### Things to do
(1) Answer these questions using the passage about Final Destination: Bloodlines.
(a) How many years after the previous chapter did Bloodlines arrive?
(b) Which film features the gymnast folding like origami and the laser eye surgery?
(c) What did the first Final Destination have on its side?
(2) For each statement, decide whether the passage about Final Destination: Bloodlines supports it. Answer yes or no and quote the words that settle it.
(a) Bloodlines came out ten years after the previous chapter.
(b) The passage warns readers about spoilers.
(c) The laser eye surgery scene is from Final Destination 5.
(3) Continue the passage about Final Destination: Bloodlines from its last sentence.

### Selected text
####

The Final Destination movies have one shared goal: to make us terrified of absolutely everything; log trucks, tanning beds, hell, even swimming pools (IYKYK). But the grisliest kill scene in Bloodlines not only unlocks a fresh fear, but you won’t see it coming.
And that’s saying something. The first Final Destination had the element of surprise on its side, and so each entry that followed had to out-gross itself in elaborate, ironic, and often darkly funny ways.
We’ve seen unwitting victims cooked alive, crushed, impaled, shredded, and disemboweled in ways so intricate they’d leave Jigsaw out of a job. Even the later entries satisfied that grisly itch. Who could forget the gymnast folding like origami or the laser eye surgery from hell in Final Destination 5?
But with Final Destination: Bloodlines arriving 14 years after the previous chapter, it had to do something special. Something horrifying. Something that turns the mundane into a bone-crunching meat grinder. And boy, did it deliver. Warning: spoilers ahead!

####

Stored records:

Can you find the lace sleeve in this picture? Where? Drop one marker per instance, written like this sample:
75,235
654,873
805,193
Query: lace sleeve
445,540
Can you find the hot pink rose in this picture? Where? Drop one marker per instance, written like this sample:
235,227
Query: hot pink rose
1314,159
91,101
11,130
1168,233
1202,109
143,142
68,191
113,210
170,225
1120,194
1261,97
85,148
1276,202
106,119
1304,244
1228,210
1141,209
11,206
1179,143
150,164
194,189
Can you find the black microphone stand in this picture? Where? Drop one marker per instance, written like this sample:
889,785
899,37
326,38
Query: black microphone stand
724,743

####

### Expected responses
(1)
(a) 14 years
(b) Final Destination 5
(c) The element of surprise

(2)
(a) No: "arriving 14 years after the previous chapter"
(b) Yes: "Warning: spoilers ahead!"
(c) Yes: "the laser eye surgery from hell in Final Destination 5"

(3)
Death is metal in Final Destination: Bloodlines
The death of Erik Campbell – one of lead character Stefani’s cousins – is a case of saving the best ‘till (nearly) last. The short version is he’s crumpled and crushed like a sheet of paper, but there’s far more to it than that.
You see, in Final Destination: Bloodlines, Stefani learns about the Campbell family curse, which starts in 1968, when her grandmother Iris has a premonition of a truly gruesome disaster at the Skyview Restaurant Tower.
She manages to save the attendants, including a young William Bludworth (Tony Todd). But death is not too happy with her interfering with its design. Over the years, it’s been working its way through the guests’ descendants.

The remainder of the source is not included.